═════ Data for the task ═════

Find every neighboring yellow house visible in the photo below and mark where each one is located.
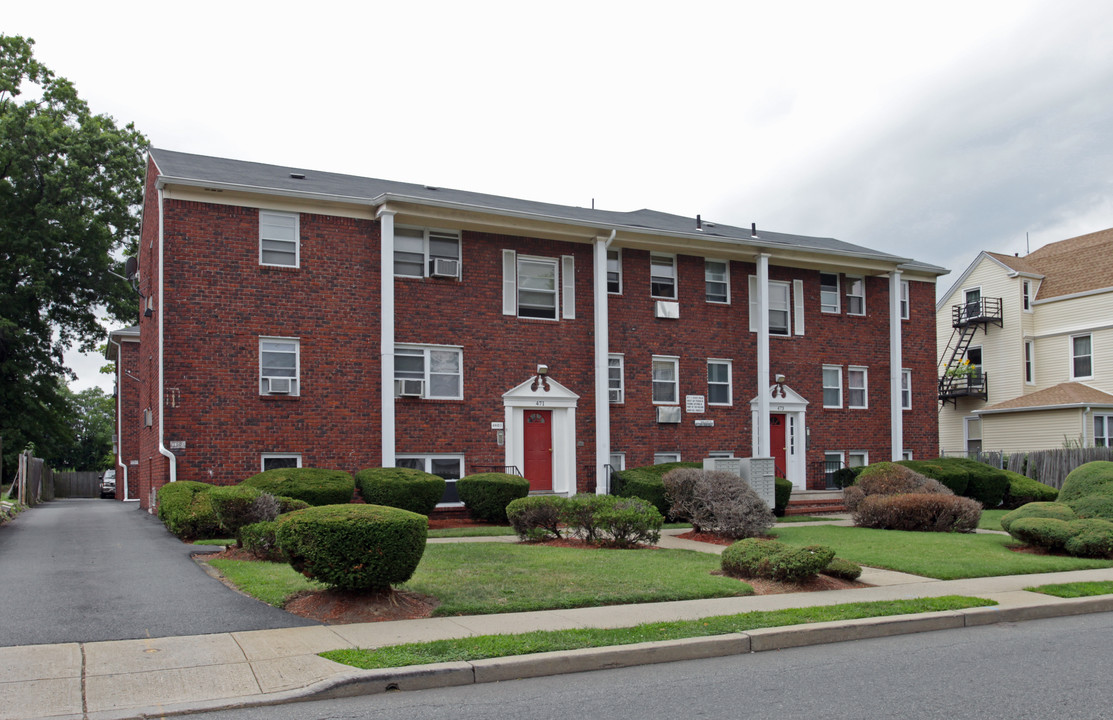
[936,228,1113,455]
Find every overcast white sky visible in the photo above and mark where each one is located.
[8,0,1113,389]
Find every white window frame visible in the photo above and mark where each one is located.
[607,353,626,405]
[394,343,464,400]
[820,365,843,410]
[1070,333,1094,379]
[392,225,464,279]
[707,357,735,407]
[846,365,869,410]
[259,210,302,267]
[819,273,843,315]
[607,247,622,295]
[259,453,302,473]
[649,355,680,405]
[703,257,730,305]
[846,275,866,317]
[259,336,302,397]
[649,253,680,300]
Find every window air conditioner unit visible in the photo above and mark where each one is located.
[431,257,460,277]
[394,379,425,397]
[654,300,680,320]
[657,405,680,425]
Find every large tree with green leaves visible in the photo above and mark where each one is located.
[0,34,147,479]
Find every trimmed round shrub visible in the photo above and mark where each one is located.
[158,480,220,540]
[355,467,446,515]
[772,477,792,517]
[506,495,568,541]
[1063,517,1113,558]
[1008,517,1074,551]
[236,520,286,562]
[843,463,953,513]
[721,537,835,582]
[275,503,429,591]
[240,467,355,505]
[1058,460,1113,503]
[611,462,703,517]
[854,493,982,532]
[1001,503,1077,533]
[1001,470,1058,510]
[456,473,530,523]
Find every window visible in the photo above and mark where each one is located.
[1094,415,1113,447]
[259,210,298,267]
[653,355,680,405]
[394,454,464,503]
[259,453,302,472]
[819,273,839,313]
[607,249,622,295]
[707,359,731,405]
[649,253,677,300]
[846,275,866,315]
[1071,335,1094,379]
[607,355,626,405]
[703,260,730,303]
[394,227,460,277]
[259,337,301,395]
[824,365,843,409]
[394,345,464,400]
[518,257,557,320]
[846,367,868,408]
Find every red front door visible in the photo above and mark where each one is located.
[522,410,553,492]
[769,414,788,477]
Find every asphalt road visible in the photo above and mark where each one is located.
[0,500,318,647]
[175,613,1113,720]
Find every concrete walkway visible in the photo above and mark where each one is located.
[0,520,1113,720]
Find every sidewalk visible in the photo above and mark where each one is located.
[0,523,1113,720]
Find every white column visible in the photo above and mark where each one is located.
[378,208,395,467]
[889,270,912,462]
[754,253,771,457]
[592,235,613,495]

═════

• [Exercise aim]: Convert the whole listing above into a numbered list with one entry per line, skipping any blank lines and leaving the picture out.

• [Solution for this exercise]:
1. Find every neighboring yellow house visible in the photo below and mark where each one is located.
2. [936,228,1113,455]
3. Find every overcast white sky visible in the photo above and mark where each one is located.
4. [8,0,1113,389]
5. Find every white window frame visible in the photo above and mark where each one is located.
6. [607,353,626,405]
7. [394,343,464,400]
8. [820,365,843,410]
9. [1070,333,1094,379]
10. [392,225,464,279]
11. [707,357,735,407]
12. [846,365,869,410]
13. [259,210,302,267]
14. [819,273,843,315]
15. [607,247,622,295]
16. [259,453,302,473]
17. [649,355,680,405]
18. [703,257,730,305]
19. [846,275,866,317]
20. [259,336,302,397]
21. [649,253,680,300]
22. Find every window air conditioner unit visible in the photo above and mark where each one is located.
23. [431,257,460,277]
24. [394,379,425,397]
25. [654,300,680,320]
26. [657,405,680,425]
27. Find every large tree with green leaves visible in the photo above and mark where each one is located.
28. [0,34,147,479]
29. Find every trimmed round shrub visible in the photo above and mark where each one is located.
30. [158,480,220,540]
31. [355,467,446,515]
32. [772,477,792,517]
33. [506,495,568,541]
34. [1063,517,1113,558]
35. [1008,517,1074,551]
36. [236,520,286,562]
37. [843,463,953,513]
38. [721,537,835,582]
39. [275,503,429,591]
40. [240,467,355,505]
41. [1058,460,1113,503]
42. [611,462,703,517]
43. [854,493,982,532]
44. [1001,503,1077,533]
45. [1001,470,1058,510]
46. [456,473,530,523]
47. Find every window visible in the photo above and mark where each one is located.
48. [1094,415,1113,447]
49. [259,210,298,267]
50. [653,355,680,405]
51. [394,454,464,503]
52. [259,453,302,472]
53. [819,273,839,313]
54. [607,249,622,295]
55. [707,359,731,405]
56. [649,253,677,300]
57. [846,275,866,315]
58. [1071,335,1094,379]
59. [607,355,626,405]
60. [703,260,730,303]
61. [394,227,460,277]
62. [259,337,301,395]
63. [824,365,843,409]
64. [394,345,464,400]
65. [518,257,557,320]
66. [846,367,868,408]
67. Find every red front door visible in the photo above and mark where each one is located.
68. [522,410,553,492]
69. [769,414,788,477]
70. Find every asphalt road visible in the photo above and mark where each one is located.
71. [0,500,318,647]
72. [175,613,1113,720]
73. Find every concrete walkway visible in the photo above and mark where each one is located.
74. [0,520,1113,720]
75. Find every sidewalk visible in the photo above and mark where each one is located.
76. [0,523,1113,720]
77. Find every white column visible in the photo above and mark where each one is located.
78. [378,208,395,467]
79. [889,270,912,462]
80. [754,253,771,457]
81. [592,235,613,495]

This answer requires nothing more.